▶ _Your task_: Nothing but the lines from the one containing "the rock crevice." through the last line should be written out, please, exactly as they stand.
Begin Records supplied
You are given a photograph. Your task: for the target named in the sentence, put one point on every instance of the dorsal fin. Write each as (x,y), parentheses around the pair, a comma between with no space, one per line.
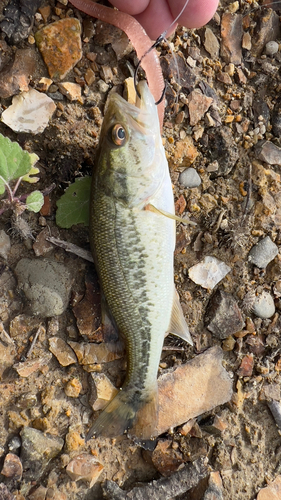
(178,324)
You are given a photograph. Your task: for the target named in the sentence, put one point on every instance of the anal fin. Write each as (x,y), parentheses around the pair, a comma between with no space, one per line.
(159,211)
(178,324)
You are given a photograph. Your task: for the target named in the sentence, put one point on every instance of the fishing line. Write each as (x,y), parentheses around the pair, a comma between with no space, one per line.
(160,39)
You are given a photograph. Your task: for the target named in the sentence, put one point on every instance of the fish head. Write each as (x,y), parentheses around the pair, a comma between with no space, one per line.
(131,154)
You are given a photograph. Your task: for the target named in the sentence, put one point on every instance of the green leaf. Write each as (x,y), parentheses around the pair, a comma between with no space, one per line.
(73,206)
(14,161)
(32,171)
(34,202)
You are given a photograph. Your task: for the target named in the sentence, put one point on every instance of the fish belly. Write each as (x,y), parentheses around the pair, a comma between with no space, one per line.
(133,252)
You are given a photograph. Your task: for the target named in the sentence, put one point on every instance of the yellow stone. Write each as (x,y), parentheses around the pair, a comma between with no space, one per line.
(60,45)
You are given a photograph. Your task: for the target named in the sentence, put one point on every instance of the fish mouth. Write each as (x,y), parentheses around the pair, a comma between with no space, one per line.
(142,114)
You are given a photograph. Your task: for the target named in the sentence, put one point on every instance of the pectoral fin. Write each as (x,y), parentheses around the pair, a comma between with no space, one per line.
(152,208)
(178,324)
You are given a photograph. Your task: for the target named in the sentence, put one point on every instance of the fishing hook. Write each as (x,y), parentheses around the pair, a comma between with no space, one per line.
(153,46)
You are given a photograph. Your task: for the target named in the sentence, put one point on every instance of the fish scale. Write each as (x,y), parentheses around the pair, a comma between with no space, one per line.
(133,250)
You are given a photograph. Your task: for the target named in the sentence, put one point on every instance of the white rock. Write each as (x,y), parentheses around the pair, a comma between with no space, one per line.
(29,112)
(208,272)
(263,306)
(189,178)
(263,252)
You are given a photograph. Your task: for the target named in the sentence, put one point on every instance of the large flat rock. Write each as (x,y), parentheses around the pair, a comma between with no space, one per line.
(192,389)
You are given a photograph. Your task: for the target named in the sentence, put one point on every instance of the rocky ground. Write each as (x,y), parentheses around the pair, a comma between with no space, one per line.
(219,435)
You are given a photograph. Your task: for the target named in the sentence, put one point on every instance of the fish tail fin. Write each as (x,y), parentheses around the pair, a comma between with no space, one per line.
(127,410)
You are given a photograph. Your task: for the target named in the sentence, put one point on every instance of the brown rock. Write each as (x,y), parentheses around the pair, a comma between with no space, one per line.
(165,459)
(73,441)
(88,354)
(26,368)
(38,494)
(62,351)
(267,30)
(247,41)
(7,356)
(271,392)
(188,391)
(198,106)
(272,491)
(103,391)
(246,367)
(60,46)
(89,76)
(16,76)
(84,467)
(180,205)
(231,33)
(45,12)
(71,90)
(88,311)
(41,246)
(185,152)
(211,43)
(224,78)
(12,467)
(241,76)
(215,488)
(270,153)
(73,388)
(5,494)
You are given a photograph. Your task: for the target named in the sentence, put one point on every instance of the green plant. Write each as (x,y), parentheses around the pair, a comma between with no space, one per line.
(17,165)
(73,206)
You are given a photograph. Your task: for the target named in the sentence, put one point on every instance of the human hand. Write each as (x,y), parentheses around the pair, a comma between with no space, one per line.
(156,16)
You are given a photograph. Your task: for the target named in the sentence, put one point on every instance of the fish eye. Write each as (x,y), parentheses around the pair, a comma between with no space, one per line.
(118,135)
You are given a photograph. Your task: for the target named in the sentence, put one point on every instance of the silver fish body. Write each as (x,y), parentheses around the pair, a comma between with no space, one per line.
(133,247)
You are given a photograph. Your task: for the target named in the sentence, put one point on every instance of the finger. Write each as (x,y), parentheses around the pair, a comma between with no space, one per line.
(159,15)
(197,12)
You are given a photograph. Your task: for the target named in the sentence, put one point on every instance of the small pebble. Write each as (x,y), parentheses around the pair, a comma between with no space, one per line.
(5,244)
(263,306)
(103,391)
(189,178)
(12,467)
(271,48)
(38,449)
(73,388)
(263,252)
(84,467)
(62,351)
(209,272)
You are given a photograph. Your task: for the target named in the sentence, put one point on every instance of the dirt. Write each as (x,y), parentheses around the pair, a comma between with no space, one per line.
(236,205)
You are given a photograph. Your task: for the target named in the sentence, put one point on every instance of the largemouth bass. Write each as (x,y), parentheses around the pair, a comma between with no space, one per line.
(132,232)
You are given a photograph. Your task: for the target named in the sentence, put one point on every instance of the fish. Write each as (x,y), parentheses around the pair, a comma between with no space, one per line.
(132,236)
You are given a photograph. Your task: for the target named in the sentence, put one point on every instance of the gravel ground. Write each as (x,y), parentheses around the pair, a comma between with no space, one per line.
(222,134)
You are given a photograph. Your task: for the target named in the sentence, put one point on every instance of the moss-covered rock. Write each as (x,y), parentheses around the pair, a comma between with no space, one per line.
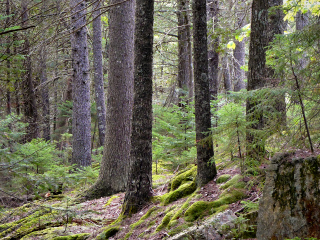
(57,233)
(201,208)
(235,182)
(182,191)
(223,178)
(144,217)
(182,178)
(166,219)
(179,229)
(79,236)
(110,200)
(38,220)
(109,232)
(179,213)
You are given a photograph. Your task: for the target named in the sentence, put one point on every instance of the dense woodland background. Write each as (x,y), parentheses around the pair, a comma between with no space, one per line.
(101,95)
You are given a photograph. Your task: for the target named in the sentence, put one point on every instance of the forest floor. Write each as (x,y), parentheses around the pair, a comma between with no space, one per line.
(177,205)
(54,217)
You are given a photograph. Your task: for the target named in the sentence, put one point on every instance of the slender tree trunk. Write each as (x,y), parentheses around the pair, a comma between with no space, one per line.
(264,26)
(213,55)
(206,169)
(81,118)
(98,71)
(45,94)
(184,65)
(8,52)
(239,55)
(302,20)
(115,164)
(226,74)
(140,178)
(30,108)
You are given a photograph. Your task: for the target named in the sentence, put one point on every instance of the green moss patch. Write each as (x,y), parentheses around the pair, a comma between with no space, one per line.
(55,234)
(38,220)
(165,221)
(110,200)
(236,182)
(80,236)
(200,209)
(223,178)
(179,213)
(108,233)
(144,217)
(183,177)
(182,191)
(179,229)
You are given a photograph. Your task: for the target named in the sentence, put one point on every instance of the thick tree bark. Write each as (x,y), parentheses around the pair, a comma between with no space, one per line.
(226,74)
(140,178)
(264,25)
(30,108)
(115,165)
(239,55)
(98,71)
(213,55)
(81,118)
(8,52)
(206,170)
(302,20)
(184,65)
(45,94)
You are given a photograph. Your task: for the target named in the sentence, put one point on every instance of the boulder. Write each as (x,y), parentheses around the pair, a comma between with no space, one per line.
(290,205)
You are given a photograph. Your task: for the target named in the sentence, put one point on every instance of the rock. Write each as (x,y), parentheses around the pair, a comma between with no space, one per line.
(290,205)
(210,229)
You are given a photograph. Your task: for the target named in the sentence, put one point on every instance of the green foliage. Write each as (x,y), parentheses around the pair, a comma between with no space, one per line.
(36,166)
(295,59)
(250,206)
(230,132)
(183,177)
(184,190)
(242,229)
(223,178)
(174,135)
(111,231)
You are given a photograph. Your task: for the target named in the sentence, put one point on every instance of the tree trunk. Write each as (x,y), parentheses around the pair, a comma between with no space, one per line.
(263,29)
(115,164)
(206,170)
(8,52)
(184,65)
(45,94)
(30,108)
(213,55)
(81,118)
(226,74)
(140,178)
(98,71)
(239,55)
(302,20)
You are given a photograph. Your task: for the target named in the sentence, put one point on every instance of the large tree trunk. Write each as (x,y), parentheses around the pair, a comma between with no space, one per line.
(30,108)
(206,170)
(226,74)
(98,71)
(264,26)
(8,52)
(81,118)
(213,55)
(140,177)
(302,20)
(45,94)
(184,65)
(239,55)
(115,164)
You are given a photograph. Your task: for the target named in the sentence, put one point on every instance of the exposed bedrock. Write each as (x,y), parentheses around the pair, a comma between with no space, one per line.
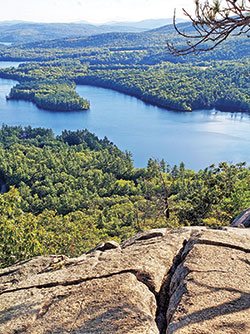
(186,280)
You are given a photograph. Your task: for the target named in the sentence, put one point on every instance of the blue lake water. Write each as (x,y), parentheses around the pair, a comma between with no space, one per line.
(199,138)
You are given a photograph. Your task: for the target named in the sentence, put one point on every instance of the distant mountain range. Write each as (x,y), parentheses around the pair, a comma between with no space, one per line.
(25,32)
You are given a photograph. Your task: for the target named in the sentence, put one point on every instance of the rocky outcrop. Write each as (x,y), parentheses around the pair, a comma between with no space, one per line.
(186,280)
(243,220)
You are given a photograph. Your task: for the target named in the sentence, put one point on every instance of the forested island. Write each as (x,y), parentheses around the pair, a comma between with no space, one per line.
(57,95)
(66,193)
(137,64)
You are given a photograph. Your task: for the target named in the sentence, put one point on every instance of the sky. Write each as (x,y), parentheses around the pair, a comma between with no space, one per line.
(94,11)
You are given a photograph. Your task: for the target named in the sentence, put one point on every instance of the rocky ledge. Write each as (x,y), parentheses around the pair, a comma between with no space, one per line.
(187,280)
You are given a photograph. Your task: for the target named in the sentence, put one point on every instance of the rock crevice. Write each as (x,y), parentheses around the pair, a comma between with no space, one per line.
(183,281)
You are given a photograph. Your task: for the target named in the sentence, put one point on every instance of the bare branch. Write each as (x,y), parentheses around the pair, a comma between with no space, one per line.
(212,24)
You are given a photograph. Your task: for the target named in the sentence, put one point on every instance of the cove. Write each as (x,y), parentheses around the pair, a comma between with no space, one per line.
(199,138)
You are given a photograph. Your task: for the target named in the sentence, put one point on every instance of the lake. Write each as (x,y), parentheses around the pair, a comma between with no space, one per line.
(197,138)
End Records supplied
▶ _Solution for this problem_:
You are given a photograph. Your task: for the target named in the sentence, put one point on every instance of the rock crevice. Write each as (x,y), parentheses around the pair, a comma between with no space, one per line.
(183,281)
You are given a photograph. Your task: for the target named in the sentence, put one point on every instance of the bare branch. Write each as (x,y), parentheses around the pair, a comma between with no space, one per line.
(212,24)
You are given a photograph. Your task: for the target named in the sentence, put one point on every instance of the cove. Write each as (x,y), parentheses around the pair, a comma between with no space, one per line.
(199,138)
You are given a photograph. Your task: for the target named in the sentence, put one point on every instance of the lake. Write each as (x,y), parentheses around the pair, a comma between with no space, one per line.
(197,138)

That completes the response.